----- MATERIAL TO PROCESS -----

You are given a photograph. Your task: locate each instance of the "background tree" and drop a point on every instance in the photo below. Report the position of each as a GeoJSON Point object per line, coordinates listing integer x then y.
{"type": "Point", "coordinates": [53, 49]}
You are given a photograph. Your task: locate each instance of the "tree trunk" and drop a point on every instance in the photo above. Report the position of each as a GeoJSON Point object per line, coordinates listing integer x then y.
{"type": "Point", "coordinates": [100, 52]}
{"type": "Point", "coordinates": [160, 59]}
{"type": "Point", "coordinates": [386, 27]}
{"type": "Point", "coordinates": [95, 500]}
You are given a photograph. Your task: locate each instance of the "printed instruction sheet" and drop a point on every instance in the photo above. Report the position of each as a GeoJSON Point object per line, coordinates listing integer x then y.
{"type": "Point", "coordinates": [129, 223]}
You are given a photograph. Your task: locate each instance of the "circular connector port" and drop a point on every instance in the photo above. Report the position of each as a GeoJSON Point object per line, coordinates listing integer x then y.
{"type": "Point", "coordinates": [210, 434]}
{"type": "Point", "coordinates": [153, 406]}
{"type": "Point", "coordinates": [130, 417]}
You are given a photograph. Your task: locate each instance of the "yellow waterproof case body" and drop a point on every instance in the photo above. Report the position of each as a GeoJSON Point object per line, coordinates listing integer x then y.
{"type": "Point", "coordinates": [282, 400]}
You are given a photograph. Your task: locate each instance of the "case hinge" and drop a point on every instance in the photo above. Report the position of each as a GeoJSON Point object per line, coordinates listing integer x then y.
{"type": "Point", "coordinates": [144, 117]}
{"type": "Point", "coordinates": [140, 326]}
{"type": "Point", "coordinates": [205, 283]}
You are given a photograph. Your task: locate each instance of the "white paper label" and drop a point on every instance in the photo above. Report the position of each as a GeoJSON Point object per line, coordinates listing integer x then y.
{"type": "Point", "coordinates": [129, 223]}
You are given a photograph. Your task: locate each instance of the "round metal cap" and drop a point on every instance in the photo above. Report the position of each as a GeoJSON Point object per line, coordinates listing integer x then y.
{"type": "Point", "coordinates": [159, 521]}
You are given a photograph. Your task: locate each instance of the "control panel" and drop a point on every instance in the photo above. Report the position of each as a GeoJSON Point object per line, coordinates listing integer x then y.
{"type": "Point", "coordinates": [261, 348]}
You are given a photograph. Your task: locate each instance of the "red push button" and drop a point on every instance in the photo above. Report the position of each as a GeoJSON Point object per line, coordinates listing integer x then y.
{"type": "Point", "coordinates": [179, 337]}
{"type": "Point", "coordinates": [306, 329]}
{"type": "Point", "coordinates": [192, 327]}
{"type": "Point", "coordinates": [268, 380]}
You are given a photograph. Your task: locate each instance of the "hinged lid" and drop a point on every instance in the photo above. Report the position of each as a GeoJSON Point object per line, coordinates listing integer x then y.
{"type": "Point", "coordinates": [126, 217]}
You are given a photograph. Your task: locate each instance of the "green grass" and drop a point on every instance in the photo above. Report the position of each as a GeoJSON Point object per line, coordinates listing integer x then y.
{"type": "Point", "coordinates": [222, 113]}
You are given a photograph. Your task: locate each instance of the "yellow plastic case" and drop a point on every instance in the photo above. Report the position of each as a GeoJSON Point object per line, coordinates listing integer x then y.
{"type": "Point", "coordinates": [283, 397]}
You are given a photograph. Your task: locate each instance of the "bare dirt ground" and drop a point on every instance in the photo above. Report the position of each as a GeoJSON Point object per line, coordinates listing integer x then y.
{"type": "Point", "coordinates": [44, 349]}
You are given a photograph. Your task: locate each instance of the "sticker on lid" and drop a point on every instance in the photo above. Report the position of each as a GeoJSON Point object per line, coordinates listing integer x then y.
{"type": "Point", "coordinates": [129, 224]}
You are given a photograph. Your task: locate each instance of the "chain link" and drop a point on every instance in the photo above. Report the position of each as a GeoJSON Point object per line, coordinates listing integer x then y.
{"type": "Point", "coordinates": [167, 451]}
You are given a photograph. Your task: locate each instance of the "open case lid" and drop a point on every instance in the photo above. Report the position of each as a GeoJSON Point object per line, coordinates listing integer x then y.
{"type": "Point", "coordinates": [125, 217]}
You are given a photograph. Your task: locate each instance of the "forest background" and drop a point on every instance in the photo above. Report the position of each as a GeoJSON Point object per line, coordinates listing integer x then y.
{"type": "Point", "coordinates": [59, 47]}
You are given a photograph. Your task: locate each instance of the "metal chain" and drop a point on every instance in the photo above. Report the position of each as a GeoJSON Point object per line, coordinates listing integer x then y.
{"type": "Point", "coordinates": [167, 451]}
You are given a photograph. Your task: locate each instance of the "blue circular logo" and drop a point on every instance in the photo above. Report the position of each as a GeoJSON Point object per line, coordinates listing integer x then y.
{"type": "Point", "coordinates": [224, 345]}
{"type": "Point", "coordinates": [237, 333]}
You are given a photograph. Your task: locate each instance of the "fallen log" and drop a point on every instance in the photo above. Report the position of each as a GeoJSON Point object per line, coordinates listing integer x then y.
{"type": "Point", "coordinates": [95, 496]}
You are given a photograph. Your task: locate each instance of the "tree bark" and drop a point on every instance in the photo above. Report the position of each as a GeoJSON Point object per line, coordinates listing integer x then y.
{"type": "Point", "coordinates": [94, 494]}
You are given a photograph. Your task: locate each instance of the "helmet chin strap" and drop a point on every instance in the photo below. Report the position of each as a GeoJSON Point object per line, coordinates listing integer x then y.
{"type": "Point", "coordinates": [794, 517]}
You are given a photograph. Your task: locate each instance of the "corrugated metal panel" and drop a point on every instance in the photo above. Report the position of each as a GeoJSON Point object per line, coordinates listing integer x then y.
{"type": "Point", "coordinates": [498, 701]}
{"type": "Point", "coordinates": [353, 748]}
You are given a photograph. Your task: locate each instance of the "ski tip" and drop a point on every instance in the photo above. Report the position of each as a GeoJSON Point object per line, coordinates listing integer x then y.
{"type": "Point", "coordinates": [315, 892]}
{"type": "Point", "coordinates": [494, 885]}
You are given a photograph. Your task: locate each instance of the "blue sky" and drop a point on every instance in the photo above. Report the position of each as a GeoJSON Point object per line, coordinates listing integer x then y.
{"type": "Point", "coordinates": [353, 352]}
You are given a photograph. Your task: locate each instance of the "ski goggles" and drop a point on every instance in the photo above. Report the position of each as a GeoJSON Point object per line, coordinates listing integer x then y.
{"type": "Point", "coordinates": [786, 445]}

-----

PROBLEM STATEMENT:
Please pull out every line of the records above that contains the word "panel" and copy each one. Treat case as significant when matching.

SOLUTION TO THIS EXERCISE:
You are given a photograph. Your task: locate each instance of the "control panel" and drop a point on every instance in the photo above. Report the position of each as a GeoJSON Point object per line, coordinates listing integer x then y.
You are given a photograph. Your task: locate each instance of the "corrugated metal panel" and drop a point on every instance in the photo above. Report the position of each as a GeoJSON Point object per line, coordinates listing integer x then y.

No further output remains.